WORK TO DO | Every entry needs to be printed exactly, please.

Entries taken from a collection
begin

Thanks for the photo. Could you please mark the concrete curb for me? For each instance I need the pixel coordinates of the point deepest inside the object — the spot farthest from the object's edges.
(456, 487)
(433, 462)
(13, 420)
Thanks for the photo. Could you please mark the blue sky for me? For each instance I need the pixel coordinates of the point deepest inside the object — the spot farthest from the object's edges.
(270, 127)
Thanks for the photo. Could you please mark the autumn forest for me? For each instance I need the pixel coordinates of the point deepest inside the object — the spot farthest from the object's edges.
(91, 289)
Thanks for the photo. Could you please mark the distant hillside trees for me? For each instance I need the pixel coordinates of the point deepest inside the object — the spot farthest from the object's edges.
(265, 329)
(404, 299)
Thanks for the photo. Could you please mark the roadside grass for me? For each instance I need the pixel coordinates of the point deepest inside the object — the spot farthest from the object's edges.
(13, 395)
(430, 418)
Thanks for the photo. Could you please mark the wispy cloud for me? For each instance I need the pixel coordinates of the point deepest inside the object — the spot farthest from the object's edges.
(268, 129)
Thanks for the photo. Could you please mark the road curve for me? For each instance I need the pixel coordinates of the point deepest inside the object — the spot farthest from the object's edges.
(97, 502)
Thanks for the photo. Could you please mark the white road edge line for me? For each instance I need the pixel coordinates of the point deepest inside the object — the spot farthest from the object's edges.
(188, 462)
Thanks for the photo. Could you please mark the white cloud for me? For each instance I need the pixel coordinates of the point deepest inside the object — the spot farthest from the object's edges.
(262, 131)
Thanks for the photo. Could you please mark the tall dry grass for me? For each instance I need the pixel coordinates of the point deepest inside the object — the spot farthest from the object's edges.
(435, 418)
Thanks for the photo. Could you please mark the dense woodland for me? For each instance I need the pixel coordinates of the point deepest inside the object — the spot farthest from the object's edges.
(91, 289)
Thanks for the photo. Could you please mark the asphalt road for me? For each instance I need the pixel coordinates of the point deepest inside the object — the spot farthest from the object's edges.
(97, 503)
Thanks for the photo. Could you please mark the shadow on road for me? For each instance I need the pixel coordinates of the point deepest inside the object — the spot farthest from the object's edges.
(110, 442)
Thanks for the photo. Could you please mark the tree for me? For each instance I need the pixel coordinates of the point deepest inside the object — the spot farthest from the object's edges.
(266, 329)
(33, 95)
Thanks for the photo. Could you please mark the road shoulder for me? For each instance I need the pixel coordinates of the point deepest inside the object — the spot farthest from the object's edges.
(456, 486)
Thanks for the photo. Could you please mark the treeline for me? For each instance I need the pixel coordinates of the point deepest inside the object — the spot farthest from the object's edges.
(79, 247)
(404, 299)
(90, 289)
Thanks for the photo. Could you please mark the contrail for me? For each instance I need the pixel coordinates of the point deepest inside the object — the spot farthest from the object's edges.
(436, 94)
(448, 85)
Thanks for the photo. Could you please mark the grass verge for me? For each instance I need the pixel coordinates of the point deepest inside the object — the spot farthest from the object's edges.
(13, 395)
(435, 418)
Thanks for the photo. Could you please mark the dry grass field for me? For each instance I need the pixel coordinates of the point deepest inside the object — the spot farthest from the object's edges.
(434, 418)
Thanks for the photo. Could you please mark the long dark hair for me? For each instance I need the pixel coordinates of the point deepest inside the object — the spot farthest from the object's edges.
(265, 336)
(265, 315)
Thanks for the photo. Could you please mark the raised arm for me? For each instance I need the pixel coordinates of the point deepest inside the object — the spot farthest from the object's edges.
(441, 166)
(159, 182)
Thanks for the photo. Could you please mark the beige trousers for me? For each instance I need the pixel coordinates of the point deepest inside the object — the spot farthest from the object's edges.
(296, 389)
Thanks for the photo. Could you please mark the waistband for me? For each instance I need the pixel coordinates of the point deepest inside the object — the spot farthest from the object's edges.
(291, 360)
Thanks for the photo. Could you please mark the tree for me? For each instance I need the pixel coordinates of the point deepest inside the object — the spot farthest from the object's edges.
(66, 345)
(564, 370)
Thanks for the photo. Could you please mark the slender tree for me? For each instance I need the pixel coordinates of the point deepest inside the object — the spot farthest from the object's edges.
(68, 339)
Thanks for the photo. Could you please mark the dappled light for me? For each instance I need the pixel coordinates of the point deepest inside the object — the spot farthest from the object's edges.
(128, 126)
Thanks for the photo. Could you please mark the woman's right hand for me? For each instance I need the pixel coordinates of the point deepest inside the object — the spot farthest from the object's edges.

end

ANSWER IN FULL |
Thanks for the photo. Could you please mark the concrete curb for me? For each instance I need the pixel coordinates of the point deepest inside the object — the spot farthest from the object's edges.
(456, 487)
(433, 462)
(13, 420)
Thanks for the photo. Could you please mark the blue sky for me? For each instance I need the pixel coordinates of the point deepest inside the object — the spot farthest from the object's edges.
(270, 127)
Thanks for the photo. Could you please mark the autumn forest for me? For each instance I need the pixel coordinates of the point deepest inside the object — the spot farthest from the object's edges.
(91, 289)
Thanks for the photo. Could you please mark the distant hillside trees for me? For each instance I need the pixel coordinates of the point deepest inside the object — the spot farthest from the object's edges.
(265, 329)
(404, 299)
Thanks for the photo. Could you please mark the roadside grass for me? For each instance I need the pixel coordinates of the point deepest inside the object — the spot farthest from the object's edges.
(13, 395)
(430, 418)
Thanks for the photo. Could you please mark the wispy cloud for me? For each instance I need the pixel coordinates of the point deepest inside the object — the spot farthest from the object's edges.
(268, 129)
Thanks for the photo. Could you please mark the road curve for me? For each instance I need the pixel coordinates of the point deepest inside the object — the spot farthest from the object's edges.
(97, 502)
Thanks for the photo. Could you please mark the white road edge line for me? For each instance I need the pixel coordinates of the point deepest inside the object — the spot farthest from the object's edges.
(188, 462)
Thanks for the photo. Could you please mark the white cloud for me? For each instance I need the pixel coordinates of the point deepest inside the object — the spot farthest from the object's edges.
(262, 131)
Thanks for the photo. Could you please mark the tall dry grass for me? For each instance I need the pixel coordinates of the point deepest inside the object — the spot farthest from the object's edges.
(435, 418)
Thanks for the photo. Could you please mark the dense woodland for me? For each instance I need the pixel coordinates of the point deepest inside the object — the spot farthest from the object's edges.
(91, 289)
Thanks for the photo. Could you please mark the asphalt road for me? For each instance I need the pixel coordinates of the point deepest inside the object — the spot farthest from the object's edges.
(97, 503)
Thanks for the photo. Could you please mark the shadow on road for me? For each instance I need the pixel coordinates of the point deepest inside the object — the spot farthest from the object's edges.
(110, 442)
Thanks for the photo. Could you please mark the tree for me? For each instance I need the pixel coordinates of the point deepest inside the object — the spot farthest from the object's edges.
(266, 329)
(33, 95)
Thanks for the photo. Could you please mark the road shoulder for me? For each instance I need the pixel coordinates of the point deepest inside the object — the spot farthest from the object's edges.
(456, 486)
Thanks for the photo. Could you please mark the treeline for me? For each instance I need the pixel coordinates of the point deepest inside the object — the spot farthest from the object's edges.
(79, 247)
(404, 299)
(90, 289)
Thanks for the photo. Could you please mark the contrail for me? For each instance I need the pixel coordinates of the point deepest inside the object — the spot farthest from the object's edges.
(436, 94)
(448, 85)
Thanks for the photo. Could you please mark the grass verge for me? For each instance I need the pixel coordinates of the point deepest inside the object — the spot farthest from the object's edges.
(13, 395)
(435, 418)
Thanks for the photo. Could you please mark the dry grass field for me? For each instance I need the pixel coordinates of the point deepest inside the object — the spot farthest from the object's edges.
(434, 418)
Thanks for the photo. Could you please mark the long dark hair for me? For each instance I need the pixel coordinates of the point deepest inside the object — the spot farthest from the object's edges.
(265, 336)
(265, 315)
Thanks for the photo. Could you please mark the raised arm for me? For each instance I need the pixel coordinates of the point deepest inside the object — the spot farthest from the object's edges.
(441, 166)
(159, 182)
Thanks for the photo. Could you please mark the beige trousers for me? For each instance I need the pixel coordinates of the point deepest inside the object — the spot farthest from the object's edges.
(296, 389)
Thanks for the photo. Could you please mark the waistband for me? For each instance I need the pixel coordinates of the point deepest inside the object — the spot farthest from the object's edges.
(291, 360)
Thanks for the photo. Could you please mark the tree for me? For each instance I need the pixel coordinates of the point deepest inside the object — the spot farthest from the object's edges.
(66, 345)
(564, 370)
Thanks for the photo. Could you please mark the slender tree for me? For each instance I need the pixel coordinates of the point deepest inside the object — the spot farthest from the object's edges.
(68, 339)
Thanks for the photo. Could you please mark the dappled light for me? For each instance I need the pixel coordinates of the point deepest inside the object — the spot farthest from the object's edges.
(128, 126)
Thanks for the photo. Could you please mark the woman's right hand for me? For each instance I need the pixel coordinates of the point deepest inside the object — the spot farthest from the object's edges.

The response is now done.